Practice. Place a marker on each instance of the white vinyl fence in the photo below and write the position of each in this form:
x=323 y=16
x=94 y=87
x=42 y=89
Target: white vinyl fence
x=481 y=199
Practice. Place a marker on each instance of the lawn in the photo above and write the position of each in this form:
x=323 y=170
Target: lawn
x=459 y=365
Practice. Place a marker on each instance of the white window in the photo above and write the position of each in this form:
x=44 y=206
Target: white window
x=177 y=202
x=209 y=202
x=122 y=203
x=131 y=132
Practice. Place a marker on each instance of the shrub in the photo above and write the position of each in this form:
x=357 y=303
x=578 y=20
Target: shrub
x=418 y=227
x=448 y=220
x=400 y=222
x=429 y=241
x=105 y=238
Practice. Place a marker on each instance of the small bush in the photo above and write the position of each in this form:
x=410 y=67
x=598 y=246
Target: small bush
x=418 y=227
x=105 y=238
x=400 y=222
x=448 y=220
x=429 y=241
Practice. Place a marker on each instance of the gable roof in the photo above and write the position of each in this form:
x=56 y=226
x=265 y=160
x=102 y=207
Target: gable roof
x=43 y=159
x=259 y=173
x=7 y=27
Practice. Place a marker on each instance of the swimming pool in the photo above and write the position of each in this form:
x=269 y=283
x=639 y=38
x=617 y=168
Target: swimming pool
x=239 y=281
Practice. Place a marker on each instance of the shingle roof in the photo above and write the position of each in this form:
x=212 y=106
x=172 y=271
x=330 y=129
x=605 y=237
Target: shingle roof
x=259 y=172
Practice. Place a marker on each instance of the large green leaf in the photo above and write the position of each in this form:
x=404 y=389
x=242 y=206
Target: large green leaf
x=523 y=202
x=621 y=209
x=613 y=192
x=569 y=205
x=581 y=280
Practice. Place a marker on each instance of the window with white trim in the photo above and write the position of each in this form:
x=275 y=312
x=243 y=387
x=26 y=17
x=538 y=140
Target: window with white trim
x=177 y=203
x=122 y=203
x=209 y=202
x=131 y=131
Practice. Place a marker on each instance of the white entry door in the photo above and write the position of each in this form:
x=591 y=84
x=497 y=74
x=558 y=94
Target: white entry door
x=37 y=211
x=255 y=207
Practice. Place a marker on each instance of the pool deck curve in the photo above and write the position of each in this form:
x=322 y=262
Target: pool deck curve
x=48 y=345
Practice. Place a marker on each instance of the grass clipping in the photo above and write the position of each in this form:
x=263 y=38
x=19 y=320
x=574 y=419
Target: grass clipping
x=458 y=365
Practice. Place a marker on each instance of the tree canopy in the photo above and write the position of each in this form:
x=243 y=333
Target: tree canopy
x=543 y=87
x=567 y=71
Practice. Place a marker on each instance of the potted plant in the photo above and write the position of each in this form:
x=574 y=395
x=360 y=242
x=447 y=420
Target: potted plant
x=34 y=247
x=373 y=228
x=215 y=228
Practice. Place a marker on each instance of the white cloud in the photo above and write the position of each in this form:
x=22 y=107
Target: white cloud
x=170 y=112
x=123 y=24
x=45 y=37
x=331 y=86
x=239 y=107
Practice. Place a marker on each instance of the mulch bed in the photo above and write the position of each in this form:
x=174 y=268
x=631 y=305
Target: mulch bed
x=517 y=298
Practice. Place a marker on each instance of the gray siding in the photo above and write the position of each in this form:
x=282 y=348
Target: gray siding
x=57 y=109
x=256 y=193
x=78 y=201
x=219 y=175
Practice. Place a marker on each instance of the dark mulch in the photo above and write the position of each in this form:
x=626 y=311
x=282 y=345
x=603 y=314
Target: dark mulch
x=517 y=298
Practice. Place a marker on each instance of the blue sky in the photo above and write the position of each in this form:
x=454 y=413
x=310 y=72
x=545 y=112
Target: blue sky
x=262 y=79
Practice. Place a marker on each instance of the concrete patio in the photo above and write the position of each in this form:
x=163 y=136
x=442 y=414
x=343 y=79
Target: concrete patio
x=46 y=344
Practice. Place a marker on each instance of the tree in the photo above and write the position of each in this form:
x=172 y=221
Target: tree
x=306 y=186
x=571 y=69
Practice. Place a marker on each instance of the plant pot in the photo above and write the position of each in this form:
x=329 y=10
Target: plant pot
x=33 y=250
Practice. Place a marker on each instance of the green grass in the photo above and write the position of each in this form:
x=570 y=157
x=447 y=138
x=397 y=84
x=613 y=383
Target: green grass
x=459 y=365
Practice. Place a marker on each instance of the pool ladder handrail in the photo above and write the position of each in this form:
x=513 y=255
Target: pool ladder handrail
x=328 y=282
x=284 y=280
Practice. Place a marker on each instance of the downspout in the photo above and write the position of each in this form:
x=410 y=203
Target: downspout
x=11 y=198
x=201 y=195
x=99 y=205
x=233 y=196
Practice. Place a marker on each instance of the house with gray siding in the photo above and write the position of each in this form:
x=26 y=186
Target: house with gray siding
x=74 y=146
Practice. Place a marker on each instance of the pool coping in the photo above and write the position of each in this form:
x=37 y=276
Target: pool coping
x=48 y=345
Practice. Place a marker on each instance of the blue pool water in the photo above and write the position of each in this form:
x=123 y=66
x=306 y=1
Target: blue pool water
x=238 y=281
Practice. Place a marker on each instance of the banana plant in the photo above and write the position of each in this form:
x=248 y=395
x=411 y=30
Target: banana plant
========
Using the entries above, say how many lines contain the string "banana"; the number is the full reply.

### [Finished exercise]
2